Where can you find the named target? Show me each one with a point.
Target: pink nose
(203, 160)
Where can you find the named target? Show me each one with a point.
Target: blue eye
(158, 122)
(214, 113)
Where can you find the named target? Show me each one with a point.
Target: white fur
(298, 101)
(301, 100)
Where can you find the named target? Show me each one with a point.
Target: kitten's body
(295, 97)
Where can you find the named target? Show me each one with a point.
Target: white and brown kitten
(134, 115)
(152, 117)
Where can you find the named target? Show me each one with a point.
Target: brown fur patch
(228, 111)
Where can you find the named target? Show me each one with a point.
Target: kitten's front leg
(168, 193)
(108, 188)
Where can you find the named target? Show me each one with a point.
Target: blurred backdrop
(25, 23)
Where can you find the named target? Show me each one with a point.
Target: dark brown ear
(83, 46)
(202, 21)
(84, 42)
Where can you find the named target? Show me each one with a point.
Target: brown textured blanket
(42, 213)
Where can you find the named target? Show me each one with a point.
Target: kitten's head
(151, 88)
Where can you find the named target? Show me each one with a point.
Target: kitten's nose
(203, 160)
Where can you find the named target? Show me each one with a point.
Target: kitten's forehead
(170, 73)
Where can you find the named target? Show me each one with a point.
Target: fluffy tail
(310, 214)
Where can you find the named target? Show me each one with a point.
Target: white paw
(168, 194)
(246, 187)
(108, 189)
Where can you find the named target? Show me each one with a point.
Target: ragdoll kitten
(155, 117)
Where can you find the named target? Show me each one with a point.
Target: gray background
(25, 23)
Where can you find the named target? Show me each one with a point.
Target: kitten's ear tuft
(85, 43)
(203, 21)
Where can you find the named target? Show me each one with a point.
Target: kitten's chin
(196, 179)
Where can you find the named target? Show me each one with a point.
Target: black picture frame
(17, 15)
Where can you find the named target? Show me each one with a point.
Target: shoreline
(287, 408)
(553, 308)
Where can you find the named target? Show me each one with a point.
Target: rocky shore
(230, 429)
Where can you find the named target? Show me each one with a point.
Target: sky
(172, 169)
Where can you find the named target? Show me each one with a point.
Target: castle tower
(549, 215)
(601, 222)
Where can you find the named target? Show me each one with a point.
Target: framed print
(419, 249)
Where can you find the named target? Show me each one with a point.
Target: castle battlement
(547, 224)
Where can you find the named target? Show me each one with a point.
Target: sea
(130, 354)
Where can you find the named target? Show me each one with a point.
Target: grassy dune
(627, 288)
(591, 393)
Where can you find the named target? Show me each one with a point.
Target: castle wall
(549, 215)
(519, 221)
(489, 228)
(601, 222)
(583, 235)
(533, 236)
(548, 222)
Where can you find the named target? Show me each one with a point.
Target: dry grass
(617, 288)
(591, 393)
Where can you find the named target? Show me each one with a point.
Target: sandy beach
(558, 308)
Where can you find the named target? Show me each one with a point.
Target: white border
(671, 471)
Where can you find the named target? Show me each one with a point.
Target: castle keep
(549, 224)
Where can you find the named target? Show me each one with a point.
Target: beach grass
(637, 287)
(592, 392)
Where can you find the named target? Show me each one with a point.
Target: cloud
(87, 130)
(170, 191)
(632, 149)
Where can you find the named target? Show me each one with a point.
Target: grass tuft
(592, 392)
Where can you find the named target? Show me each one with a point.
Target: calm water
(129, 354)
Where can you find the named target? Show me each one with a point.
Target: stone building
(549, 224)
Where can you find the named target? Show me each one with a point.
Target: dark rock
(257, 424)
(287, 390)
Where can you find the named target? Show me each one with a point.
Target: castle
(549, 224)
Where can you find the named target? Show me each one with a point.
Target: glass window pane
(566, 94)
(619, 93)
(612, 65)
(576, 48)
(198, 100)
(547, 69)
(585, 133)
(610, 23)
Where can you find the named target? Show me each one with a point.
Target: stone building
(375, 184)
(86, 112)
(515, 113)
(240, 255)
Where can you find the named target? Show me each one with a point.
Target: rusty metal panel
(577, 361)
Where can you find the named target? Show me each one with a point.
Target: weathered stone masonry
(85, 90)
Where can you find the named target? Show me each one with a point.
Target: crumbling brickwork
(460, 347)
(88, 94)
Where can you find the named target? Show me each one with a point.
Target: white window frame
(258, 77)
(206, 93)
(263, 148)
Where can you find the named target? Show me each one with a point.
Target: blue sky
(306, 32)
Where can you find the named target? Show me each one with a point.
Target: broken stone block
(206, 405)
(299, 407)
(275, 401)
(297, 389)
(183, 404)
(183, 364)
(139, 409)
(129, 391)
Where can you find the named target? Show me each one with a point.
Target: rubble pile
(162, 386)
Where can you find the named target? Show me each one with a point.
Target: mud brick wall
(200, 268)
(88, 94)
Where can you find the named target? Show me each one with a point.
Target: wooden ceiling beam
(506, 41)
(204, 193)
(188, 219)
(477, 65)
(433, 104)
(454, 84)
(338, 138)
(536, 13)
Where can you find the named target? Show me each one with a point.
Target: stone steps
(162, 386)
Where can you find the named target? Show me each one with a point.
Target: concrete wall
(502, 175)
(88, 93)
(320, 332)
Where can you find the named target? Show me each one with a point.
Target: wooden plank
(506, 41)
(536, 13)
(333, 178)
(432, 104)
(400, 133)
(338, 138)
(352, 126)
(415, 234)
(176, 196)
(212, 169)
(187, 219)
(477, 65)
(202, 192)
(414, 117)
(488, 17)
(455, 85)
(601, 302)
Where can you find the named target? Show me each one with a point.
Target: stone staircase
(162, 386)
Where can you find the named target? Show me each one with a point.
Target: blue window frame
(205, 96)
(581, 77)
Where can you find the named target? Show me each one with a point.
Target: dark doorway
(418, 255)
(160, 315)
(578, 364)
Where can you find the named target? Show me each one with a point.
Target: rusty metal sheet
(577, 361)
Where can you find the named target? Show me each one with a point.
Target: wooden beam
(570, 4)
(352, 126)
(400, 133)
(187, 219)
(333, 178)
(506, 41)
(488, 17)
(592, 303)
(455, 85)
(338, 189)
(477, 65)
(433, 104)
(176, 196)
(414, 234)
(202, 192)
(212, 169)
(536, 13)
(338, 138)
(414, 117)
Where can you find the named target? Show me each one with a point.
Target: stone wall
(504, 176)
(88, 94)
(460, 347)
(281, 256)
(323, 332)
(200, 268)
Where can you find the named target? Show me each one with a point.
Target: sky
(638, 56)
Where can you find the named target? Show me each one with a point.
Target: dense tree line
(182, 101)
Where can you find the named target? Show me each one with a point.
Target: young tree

Work required
Reproduce the whole listing above, word for word.

Response to the task
Where can you find the named target? Show me each one with a point.
Target: pink nose
(203, 160)
Where can you find the named target? Show me each one with a point.
Target: blue eye
(158, 122)
(214, 113)
Where can you find the named target? Show me each one with a point.
Target: white fur
(298, 101)
(301, 100)
Where can you find the named target? Show me each one with a point.
Target: kitten's body
(295, 97)
Where can you find the named target? Show me each one with a point.
Target: white and brown kitten
(134, 115)
(152, 117)
Where can you find the named target? Show me each one with a point.
Target: brown fur patch
(228, 111)
Where can you find the named target? Show me each one with a point.
Target: kitten's front leg
(168, 193)
(108, 188)
Where can you find the named target? Show me each one with a point.
Target: blurred backdrop
(25, 23)
Where can you find the named target? Show me each one with a point.
Target: dark brown ear
(83, 46)
(202, 21)
(84, 42)
Where can you find the named target? Show me each one with a point.
Target: brown textured blanket
(42, 213)
Where can you find the named target? Show me each one with a point.
Target: kitten's head
(151, 88)
Where can you find the named target? Show me each one with a point.
Target: kitten's nose
(203, 160)
Where can you find the named target? Show me each one with a point.
Target: kitten's forehead
(170, 73)
Where can you find the named target? Show me each one with a point.
Target: fluffy tail
(310, 214)
Where can you find the named target? Show me each one with a point.
Target: white paw
(168, 194)
(246, 187)
(108, 189)
Where can you find the named target? Show me each one with a point.
Target: ragdoll kitten
(155, 117)
Where can you find the named target? Show me each one with a point.
Target: gray background
(25, 23)
Where can you find the named target? Show me each one with a point.
Target: kitten's ear tuft
(85, 43)
(203, 21)
Where can you find the named target? Show me each one with a point.
Target: kitten's chin
(196, 179)
Where can you find the named target? Show me each one with a point.
Target: black picture frame
(17, 15)
Where can you find the named target? Show me each one with a point.
Target: shoreline
(287, 408)
(553, 308)
Where can you find the named target? Show me each one with a point.
Target: rocky shore
(230, 429)
Where can you find the named target? Show me each one with a point.
Target: sky
(172, 169)
Where can you find the named target? Show me each one with a point.
Target: castle tower
(549, 215)
(601, 222)
Where can you find the named target? Show me each one with a point.
Target: framed print
(419, 249)
Where can you find the named target? Show me each one with a point.
Target: castle battlement
(547, 224)
Where can you find the named target? Show me each one with a point.
Target: sea
(130, 354)
Where can you find the named target? Show me each one with a point.
Target: grassy dune
(627, 288)
(591, 393)
Where can you find the named target? Show me each one with a point.
Target: castle wall
(549, 215)
(519, 221)
(489, 228)
(601, 222)
(583, 235)
(533, 236)
(548, 222)
Where can you find the named target? Show me each one with a point.
Target: dry grass
(617, 288)
(591, 393)
Where can you find the named target? Show me each one with a point.
Target: sandy beach
(558, 308)
Where can you find the named target? Show me each one with a point.
Target: white border
(671, 471)
Where can you find the named target? Show me each one with a point.
Target: castle keep
(549, 224)
Where can you find the named target? Show me each one with a point.
Target: beach grass
(637, 287)
(592, 392)
Where can you find the named target? Show me each one with a point.
Target: cloud
(87, 130)
(170, 191)
(632, 149)
Where can you find the named target? Show me each one with a point.
Target: grass tuft
(592, 392)
Where can you find the named target? Show me each one with a point.
Target: calm water
(129, 354)
Where can you find the named target? Show me each one with a point.
Target: stone building
(549, 224)
Where can you find the named target? Show me each one with a point.
Target: dark rock
(257, 424)
(287, 390)
Where can you find the named target? Show me each one with a point.
Target: castle
(549, 224)
Where can you find the named target? Show me each one with a point.
Target: glass window pane
(566, 94)
(619, 93)
(612, 65)
(576, 48)
(198, 100)
(547, 69)
(585, 133)
(610, 23)
Where can you find the named target? Show me each one with a point.
Target: stone building
(375, 184)
(86, 112)
(515, 113)
(240, 255)
Where can you find the named target? Show me each one with a point.
Target: rusty metal panel
(577, 361)
Where can you find the named target? Show me each one with a point.
Target: weathered stone masonry
(85, 90)
Where can you find the named target? Show me each one with a point.
Target: crumbling brickwork
(460, 347)
(88, 94)
Where can you find the named target? Show me each one with a point.
Target: white window frame
(258, 77)
(206, 93)
(263, 148)
Where can you find the named target? Show me each one with a point.
Target: blue sky
(306, 32)
Where can you find the named target? Show me each one with a point.
Target: broken stone block
(206, 405)
(299, 407)
(275, 401)
(297, 389)
(183, 404)
(183, 364)
(139, 409)
(129, 391)
Where can you find the named target? Show me each one with a point.
Target: rubble pile
(162, 386)
Where can you find the named target? Show me each one with a point.
Target: mud brick wall
(200, 268)
(88, 94)
Where can you find the named target? Show me each one with a point.
Target: wooden ceiling beam
(506, 41)
(204, 193)
(188, 219)
(477, 65)
(433, 104)
(454, 84)
(338, 138)
(536, 13)
Where can you find the named target? Show me each one with a point.
Target: stone steps
(162, 386)
Where can you find the named target? Show me each one with a point.
Target: concrete wall
(502, 175)
(88, 93)
(320, 332)
Where can you find the named target? Show me each one with a point.
Target: wooden plank
(506, 41)
(536, 13)
(333, 178)
(432, 104)
(400, 133)
(338, 138)
(352, 126)
(415, 234)
(176, 196)
(212, 169)
(187, 219)
(477, 65)
(202, 192)
(414, 117)
(488, 17)
(455, 85)
(601, 302)
Where can you find the named target? Show me each one with a point.
Target: stone staircase
(162, 386)
Where can you find the named target? Show me each one with a point.
Target: blue window frame
(205, 96)
(581, 77)
Where can you find the named target? Show me each one with a point.
Target: dark doorway
(418, 255)
(160, 315)
(578, 364)
Where can you find the named target? Show me each one with a point.
Target: rusty metal sheet
(577, 361)
Where can you find the named target? Show me each one with a point.
Target: wooden beam
(570, 4)
(352, 126)
(400, 133)
(187, 219)
(333, 178)
(506, 41)
(488, 17)
(592, 303)
(455, 85)
(338, 189)
(477, 65)
(433, 104)
(176, 196)
(414, 234)
(202, 192)
(212, 169)
(536, 13)
(338, 138)
(414, 117)
Where can you find the named target? Show me each one with a point.
Target: stone wall
(504, 176)
(88, 94)
(460, 347)
(281, 256)
(323, 332)
(200, 268)
Where can you find the named target? Show me each one with a point.
Target: sky
(638, 56)
Where can you find the named target? Show me each one with a point.
Target: dense tree line
(182, 101)
Where can you find the named target? Show me each one with a point.
Target: young tree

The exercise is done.